Report every line below that carries the word "sandy".

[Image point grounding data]
▬▬▬

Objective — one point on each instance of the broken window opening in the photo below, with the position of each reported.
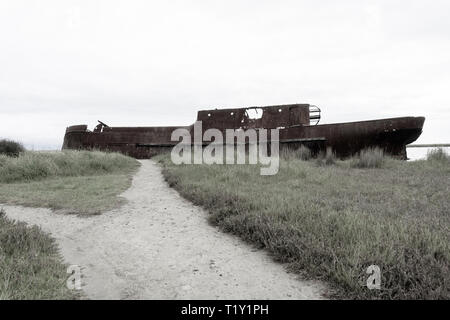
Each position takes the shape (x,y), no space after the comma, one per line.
(254,113)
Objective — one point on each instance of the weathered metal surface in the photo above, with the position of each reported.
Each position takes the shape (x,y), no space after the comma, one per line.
(433,145)
(293,121)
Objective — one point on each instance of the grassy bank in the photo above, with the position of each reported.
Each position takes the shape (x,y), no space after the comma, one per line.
(77,181)
(30,265)
(332,219)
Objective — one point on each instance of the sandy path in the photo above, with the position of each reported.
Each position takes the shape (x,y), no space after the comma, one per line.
(160,246)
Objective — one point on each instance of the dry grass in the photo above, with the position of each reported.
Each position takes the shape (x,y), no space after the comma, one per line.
(81,182)
(370,158)
(332,222)
(30,265)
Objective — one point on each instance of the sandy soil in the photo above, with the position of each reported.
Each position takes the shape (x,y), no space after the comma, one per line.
(160,246)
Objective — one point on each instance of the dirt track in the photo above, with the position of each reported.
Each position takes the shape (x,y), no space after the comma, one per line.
(160,246)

▬▬▬

## Exercise output
Objective — one point on each instance of the sandy path in the photo above, with the position of each reported.
Objective — one point on each instance of the sandy soil in the photo above, with the position of each reported.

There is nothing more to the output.